» LISTED RECORDS

────────────────────

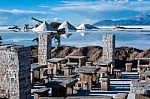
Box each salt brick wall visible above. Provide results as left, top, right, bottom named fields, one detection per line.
left=38, top=33, right=52, bottom=65
left=0, top=45, right=31, bottom=99
left=102, top=34, right=115, bottom=63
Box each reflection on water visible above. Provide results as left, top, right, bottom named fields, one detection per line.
left=0, top=31, right=150, bottom=49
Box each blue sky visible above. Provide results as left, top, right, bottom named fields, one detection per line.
left=0, top=0, right=150, bottom=26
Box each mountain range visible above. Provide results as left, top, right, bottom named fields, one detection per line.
left=93, top=14, right=150, bottom=26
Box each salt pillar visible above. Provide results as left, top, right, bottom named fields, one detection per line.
left=38, top=33, right=52, bottom=65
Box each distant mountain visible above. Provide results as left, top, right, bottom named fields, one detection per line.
left=93, top=15, right=150, bottom=26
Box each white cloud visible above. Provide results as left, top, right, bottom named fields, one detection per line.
left=51, top=0, right=150, bottom=11
left=0, top=9, right=50, bottom=14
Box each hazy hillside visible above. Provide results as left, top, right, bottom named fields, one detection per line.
left=93, top=15, right=150, bottom=26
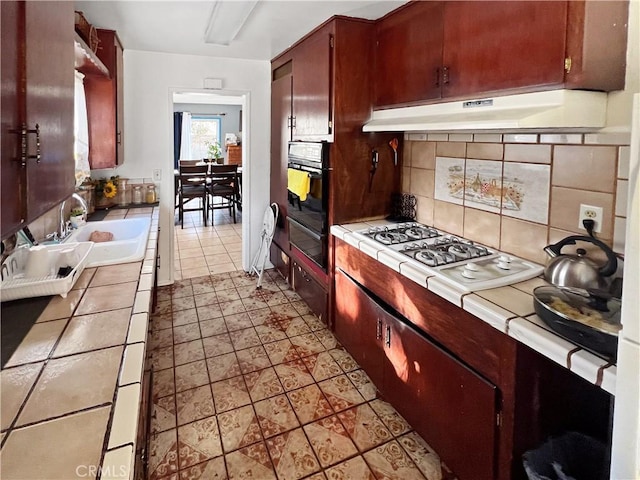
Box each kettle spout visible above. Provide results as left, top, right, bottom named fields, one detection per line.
left=543, top=245, right=560, bottom=258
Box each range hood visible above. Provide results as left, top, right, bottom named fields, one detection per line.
left=362, top=90, right=607, bottom=132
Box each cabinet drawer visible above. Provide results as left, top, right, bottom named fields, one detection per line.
left=291, top=262, right=328, bottom=323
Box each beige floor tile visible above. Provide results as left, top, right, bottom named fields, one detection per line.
left=225, top=442, right=276, bottom=480
left=363, top=440, right=424, bottom=480
left=76, top=282, right=138, bottom=315
left=53, top=308, right=131, bottom=357
left=5, top=319, right=67, bottom=367
left=303, top=415, right=358, bottom=468
left=254, top=395, right=300, bottom=438
left=0, top=407, right=109, bottom=480
left=266, top=428, right=320, bottom=480
left=175, top=385, right=216, bottom=425
left=179, top=248, right=204, bottom=261
left=16, top=346, right=123, bottom=425
left=0, top=363, right=43, bottom=430
left=218, top=405, right=262, bottom=453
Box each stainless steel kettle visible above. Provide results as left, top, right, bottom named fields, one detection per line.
left=544, top=235, right=618, bottom=290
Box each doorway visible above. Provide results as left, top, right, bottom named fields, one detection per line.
left=172, top=91, right=250, bottom=281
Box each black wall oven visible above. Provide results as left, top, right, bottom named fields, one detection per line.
left=287, top=142, right=330, bottom=272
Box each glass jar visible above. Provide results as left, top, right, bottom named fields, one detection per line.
left=145, top=185, right=156, bottom=203
left=118, top=178, right=129, bottom=207
left=131, top=185, right=142, bottom=205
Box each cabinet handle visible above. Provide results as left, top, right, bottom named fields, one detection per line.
left=9, top=123, right=42, bottom=168
left=442, top=67, right=449, bottom=85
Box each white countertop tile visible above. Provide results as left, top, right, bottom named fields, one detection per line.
left=100, top=445, right=134, bottom=480
left=329, top=225, right=349, bottom=240
left=108, top=383, right=140, bottom=448
left=400, top=262, right=430, bottom=288
left=360, top=242, right=380, bottom=258
left=462, top=294, right=515, bottom=333
left=476, top=287, right=535, bottom=317
left=133, top=290, right=151, bottom=313
left=511, top=277, right=549, bottom=295
left=138, top=273, right=153, bottom=291
left=127, top=312, right=149, bottom=343
left=378, top=250, right=404, bottom=272
left=569, top=350, right=609, bottom=384
left=342, top=232, right=360, bottom=250
left=118, top=343, right=145, bottom=385
left=508, top=318, right=577, bottom=368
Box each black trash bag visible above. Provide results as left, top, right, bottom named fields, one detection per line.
left=522, top=432, right=609, bottom=480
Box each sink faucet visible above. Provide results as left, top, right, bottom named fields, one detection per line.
left=58, top=192, right=89, bottom=241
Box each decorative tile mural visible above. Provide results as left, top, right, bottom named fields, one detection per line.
left=464, top=159, right=502, bottom=213
left=434, top=157, right=464, bottom=205
left=501, top=162, right=551, bottom=224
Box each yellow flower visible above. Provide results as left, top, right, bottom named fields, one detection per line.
left=103, top=181, right=118, bottom=198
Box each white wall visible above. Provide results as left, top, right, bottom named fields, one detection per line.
left=99, top=49, right=271, bottom=285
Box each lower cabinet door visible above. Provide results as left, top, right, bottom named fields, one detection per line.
left=382, top=312, right=498, bottom=480
left=334, top=270, right=383, bottom=390
left=291, top=262, right=329, bottom=323
left=334, top=270, right=498, bottom=480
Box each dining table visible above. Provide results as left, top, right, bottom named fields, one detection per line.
left=173, top=162, right=242, bottom=211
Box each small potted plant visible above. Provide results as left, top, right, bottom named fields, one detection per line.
left=69, top=208, right=87, bottom=228
left=207, top=142, right=222, bottom=163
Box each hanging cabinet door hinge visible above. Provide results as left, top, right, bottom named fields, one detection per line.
left=564, top=57, right=571, bottom=73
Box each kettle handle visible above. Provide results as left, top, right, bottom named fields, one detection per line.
left=544, top=235, right=618, bottom=277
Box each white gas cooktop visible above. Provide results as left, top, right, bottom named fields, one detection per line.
left=355, top=223, right=543, bottom=292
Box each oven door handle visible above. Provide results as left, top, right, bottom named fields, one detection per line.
left=287, top=217, right=322, bottom=240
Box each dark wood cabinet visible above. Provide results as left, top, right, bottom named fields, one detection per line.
left=291, top=261, right=328, bottom=323
left=375, top=0, right=628, bottom=107
left=0, top=1, right=75, bottom=239
left=269, top=65, right=293, bottom=255
left=292, top=27, right=333, bottom=140
left=375, top=2, right=444, bottom=105
left=440, top=1, right=567, bottom=97
left=335, top=271, right=497, bottom=479
left=84, top=29, right=124, bottom=169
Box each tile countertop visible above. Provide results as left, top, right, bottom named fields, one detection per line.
left=331, top=220, right=616, bottom=395
left=0, top=207, right=159, bottom=480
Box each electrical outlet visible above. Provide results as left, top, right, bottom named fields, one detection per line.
left=578, top=204, right=602, bottom=232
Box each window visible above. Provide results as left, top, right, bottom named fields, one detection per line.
left=191, top=115, right=221, bottom=158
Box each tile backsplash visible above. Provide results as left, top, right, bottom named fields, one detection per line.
left=402, top=133, right=629, bottom=263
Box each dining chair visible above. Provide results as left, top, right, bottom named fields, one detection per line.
left=209, top=165, right=239, bottom=223
left=178, top=164, right=209, bottom=228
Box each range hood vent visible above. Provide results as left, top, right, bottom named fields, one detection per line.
left=362, top=90, right=607, bottom=132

────────────────────

Find every row that contains the word "cabinet" and copy each of those rows in full. Case counts.

» REPLY
Box each cabinet drawer visible above. Provide results as left, top, right, bottom named fields, one detection per line.
Box each cabinet handle visible above. Provide results as left, top, right, bottom named fields, one detection per line.
Box each lower cabinet door visible above. Provide results as left, top, right, bottom named fields, one detection per line.
Box each hanging cabinet door hinge visible above. Provide results as left, top, right, bottom named fields, one detection per line.
Box each dark wood cabinet visible above. Provide results as left, top, right, bottom named fields, one detection per line.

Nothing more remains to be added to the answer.